### TEXTE À LIRE

((

À deux ou trois milles de San-Antonio et sur le petit fleuve du même nom se trouvent les deux anciennes missions de San-José et de la Concepcion, qui sont en ruines. L’une est au milieu d’un chaparal (grand bosquet), l’autre cachée dans un petit bois qui la couvre de ses arbres gigantesques. San-José montre encore une épaisse muraille entourant un ou deux hectares où s’élève une église de moyenne grandeur, aux belles proportions, aux riches sculptures, au clocher élégant. Les fusils des Texiens, pendant la guerre de l’indépendance, ont écorché quelques arabesques et cassé quelques saints dans leurs niches. Le temps ébranle peu à peu l’édifice ; mais le ciment est si fort que bien des siècles, si la main des hommes ne les aide, s’écouleront encore sans le renverser. Ce ciment, dit la tradition, a été fait avec du lait de vache et de brebis ; voilà pour quoi il est si solide. Autrefois les Espagnols mettaient dans ce refuge des prisonniers indiens, que les franciscains instruisaient dans la religion, l’agriculture et quelques métiers. Les maisonnettes de ces barbares élèves étaient adossées à la muraille. Aujourd’hui leurs descendans se sont transportés à San-Antonio ou sur d’autres points de la rivière ; il ne reste plus que quelques pauvres familles indo-mexicaines cultivant un peu de maïs, vivant dans une affreuse malpropreté et se couchant le soir près de leurs cabanes en ruines, l’inséparable cigarette à la main. L’église n’est plus visitée que par des nuées de chauve-souris ; les larges brèches des murs d’enceinte laissent pénétrer les bêtes fauves, les Indiens, et même les énormes charrettes aux roues massives tirées lentement par des bœufs. La Concepcion est de l’autre côté du San-Antonio, l’église est nue et petite ; mais la fraîcheur des ombrages et de l’eau devait en faire un séjour agréable.

))

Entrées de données
((

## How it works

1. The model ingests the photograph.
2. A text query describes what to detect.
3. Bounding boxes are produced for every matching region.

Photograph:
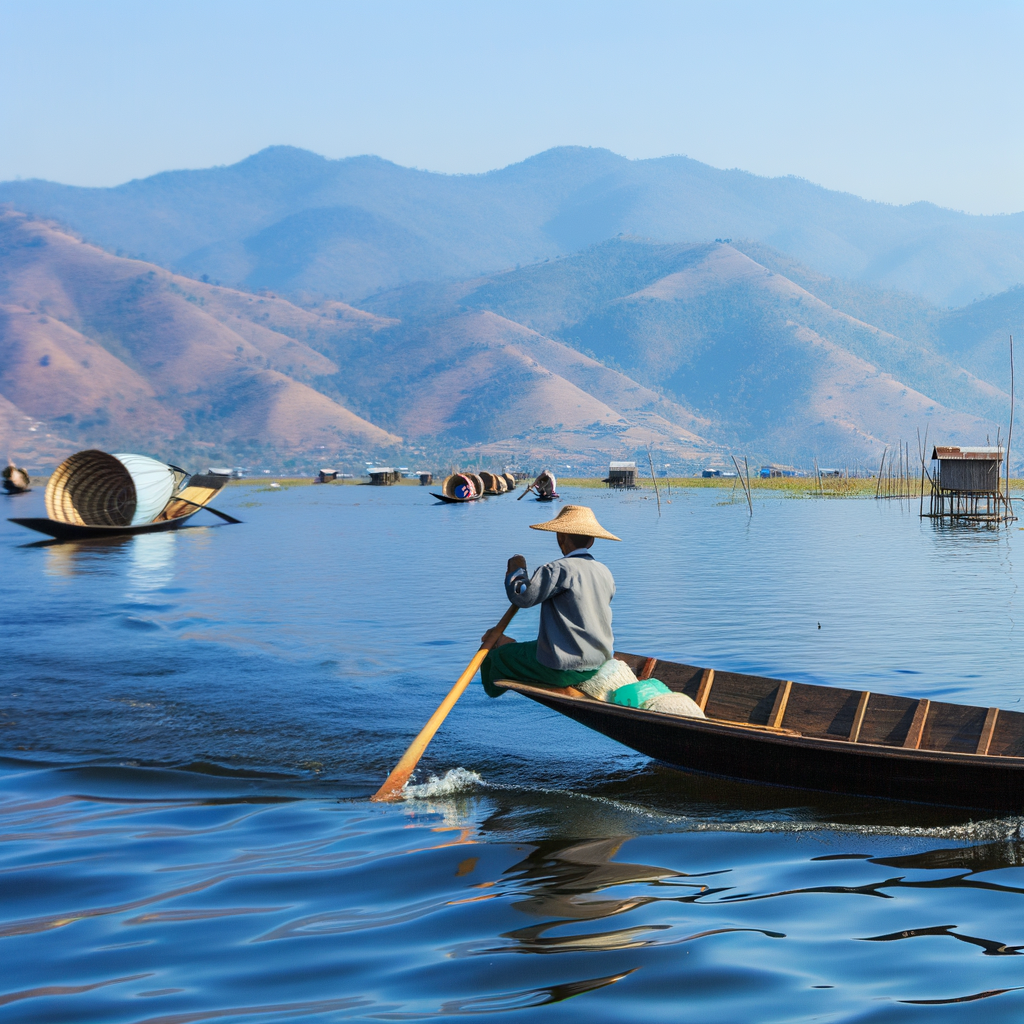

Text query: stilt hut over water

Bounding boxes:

))

### ÉNONCÉ DU PROBLÈME
Résumez en deux phrases le texte sur les missions de San-José et de la Concepcion.

### RÉPONSE PROPOSÉE
Près de San-Antonio se trouvent les anciennes missions en ruines de San-José et de la Concepcion, cette dernière ayant une église nue et petite sur l'autre rive du fleuve. San-José conserve une muraille et une belle église abîmée par les fusils texiens mais tenue par un ciment très solide, où les franciscains instruisaient autrefois des prisonniers indiens et où ne vivent plus que quelques pauvres familles indo-mexicaines.